What you need to do
Rescale the data below from its first line through the line containing "[(190, 106)]", both ends included. Give every line again with the requests, multiply each point coordinate in the answers by 2.55 and round to whole numbers (halves up), and leave out the pictures.
┌────────
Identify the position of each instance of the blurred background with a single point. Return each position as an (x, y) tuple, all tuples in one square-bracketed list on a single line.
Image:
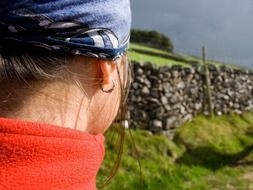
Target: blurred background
[(190, 106)]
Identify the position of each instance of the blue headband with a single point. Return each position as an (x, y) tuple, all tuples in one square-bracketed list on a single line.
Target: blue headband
[(96, 28)]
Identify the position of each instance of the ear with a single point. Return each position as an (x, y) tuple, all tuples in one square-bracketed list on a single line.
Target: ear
[(107, 68)]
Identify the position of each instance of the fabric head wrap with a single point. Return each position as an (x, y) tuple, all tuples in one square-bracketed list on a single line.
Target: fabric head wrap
[(96, 28)]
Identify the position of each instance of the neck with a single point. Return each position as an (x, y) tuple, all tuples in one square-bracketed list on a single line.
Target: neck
[(57, 103)]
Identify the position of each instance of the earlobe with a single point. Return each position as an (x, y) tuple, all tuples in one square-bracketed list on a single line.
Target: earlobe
[(107, 68)]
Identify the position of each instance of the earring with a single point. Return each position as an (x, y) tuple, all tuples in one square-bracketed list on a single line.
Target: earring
[(110, 90)]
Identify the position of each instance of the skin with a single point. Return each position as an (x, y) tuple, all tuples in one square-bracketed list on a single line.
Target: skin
[(75, 102)]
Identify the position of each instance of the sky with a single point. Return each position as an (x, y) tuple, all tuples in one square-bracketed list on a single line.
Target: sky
[(225, 27)]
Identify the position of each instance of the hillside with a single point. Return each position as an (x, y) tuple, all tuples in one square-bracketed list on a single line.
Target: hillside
[(142, 53), (205, 154)]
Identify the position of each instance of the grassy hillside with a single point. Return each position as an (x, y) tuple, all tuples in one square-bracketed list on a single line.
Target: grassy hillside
[(206, 154), (142, 53)]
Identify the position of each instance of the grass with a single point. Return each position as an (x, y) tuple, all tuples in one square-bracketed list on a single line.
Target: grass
[(141, 57), (153, 59), (206, 154)]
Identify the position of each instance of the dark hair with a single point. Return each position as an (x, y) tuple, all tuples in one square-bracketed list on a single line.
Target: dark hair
[(24, 63)]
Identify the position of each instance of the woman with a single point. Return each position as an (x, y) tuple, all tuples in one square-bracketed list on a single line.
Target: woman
[(63, 72)]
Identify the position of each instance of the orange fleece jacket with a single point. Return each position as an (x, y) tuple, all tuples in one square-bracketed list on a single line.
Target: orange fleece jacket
[(37, 156)]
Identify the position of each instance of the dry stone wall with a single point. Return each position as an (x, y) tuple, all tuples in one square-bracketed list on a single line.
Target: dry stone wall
[(161, 99)]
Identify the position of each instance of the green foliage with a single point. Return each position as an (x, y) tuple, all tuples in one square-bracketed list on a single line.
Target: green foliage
[(152, 38), (160, 60), (205, 154)]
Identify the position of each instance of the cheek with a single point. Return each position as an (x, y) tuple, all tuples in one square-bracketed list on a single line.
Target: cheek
[(103, 109)]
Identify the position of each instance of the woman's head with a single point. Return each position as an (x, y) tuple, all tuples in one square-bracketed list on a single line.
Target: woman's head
[(62, 61)]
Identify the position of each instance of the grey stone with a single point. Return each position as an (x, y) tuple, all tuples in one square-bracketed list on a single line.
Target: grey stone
[(145, 91)]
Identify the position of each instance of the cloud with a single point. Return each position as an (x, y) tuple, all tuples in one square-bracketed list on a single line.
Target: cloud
[(224, 26)]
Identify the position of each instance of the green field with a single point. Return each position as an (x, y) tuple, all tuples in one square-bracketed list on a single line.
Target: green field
[(206, 154), (159, 60)]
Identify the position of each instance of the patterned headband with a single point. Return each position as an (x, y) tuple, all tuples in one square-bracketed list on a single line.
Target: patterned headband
[(96, 28)]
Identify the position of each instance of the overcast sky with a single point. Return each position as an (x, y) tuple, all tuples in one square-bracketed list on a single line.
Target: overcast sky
[(224, 26)]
└────────
Complete output
Identify the position of each instance of the blurred background with a single point. Return each position as an (x, y) tuple, all tuples in one square-bracketed list on a single line.
Image:
Target: blurred background
[(485, 270)]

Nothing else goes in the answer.